## [DATASET RECORDS]

--------------------------------

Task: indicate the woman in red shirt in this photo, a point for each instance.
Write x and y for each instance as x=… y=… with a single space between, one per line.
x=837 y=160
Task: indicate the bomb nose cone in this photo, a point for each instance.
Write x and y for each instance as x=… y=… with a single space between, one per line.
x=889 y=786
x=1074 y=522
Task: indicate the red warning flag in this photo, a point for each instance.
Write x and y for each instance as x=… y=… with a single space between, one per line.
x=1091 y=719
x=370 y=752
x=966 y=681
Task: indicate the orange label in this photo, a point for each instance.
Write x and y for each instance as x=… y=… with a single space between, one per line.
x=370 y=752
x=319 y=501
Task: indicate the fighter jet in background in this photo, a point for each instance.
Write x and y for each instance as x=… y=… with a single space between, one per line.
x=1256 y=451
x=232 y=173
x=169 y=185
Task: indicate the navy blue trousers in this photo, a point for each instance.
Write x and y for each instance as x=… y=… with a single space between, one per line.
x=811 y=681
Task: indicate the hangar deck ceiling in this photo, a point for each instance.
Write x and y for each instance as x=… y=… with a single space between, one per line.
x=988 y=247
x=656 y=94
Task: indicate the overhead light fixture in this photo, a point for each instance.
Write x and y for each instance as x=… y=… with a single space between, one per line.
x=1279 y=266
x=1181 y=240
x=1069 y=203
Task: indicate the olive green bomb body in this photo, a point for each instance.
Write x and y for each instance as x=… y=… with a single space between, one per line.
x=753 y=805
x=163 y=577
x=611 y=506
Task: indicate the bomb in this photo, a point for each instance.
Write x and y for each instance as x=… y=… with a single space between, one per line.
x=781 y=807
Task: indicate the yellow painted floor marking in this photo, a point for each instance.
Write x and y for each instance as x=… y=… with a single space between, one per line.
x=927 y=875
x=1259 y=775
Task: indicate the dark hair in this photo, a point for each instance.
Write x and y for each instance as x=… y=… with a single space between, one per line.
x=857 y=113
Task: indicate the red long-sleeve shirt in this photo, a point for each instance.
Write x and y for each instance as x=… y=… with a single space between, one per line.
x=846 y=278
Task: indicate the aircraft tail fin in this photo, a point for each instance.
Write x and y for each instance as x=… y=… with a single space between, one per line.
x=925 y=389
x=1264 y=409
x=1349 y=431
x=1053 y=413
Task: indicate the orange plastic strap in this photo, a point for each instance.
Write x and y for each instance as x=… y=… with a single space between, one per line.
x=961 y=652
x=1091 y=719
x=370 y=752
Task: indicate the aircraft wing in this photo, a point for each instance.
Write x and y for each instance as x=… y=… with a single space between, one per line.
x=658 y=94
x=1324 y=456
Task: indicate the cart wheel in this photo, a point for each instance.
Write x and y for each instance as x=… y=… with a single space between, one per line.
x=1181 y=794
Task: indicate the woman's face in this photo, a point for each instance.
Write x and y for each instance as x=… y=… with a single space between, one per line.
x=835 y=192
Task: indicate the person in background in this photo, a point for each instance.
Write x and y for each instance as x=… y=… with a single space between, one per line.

--------------------------------

## [INSTRUCTIONS TO FOLLOW]
In the material above, find each line that contains the word "bomb", and select it.

## [ANSWER TO THE EXERCISE]
Task: indicate the bomb nose cone in this photo, a point for each instance.
Task: indicate the olive green bomb body in this photo, a point for each instance.
Task: indicate the bomb in this photo, a point for each instance.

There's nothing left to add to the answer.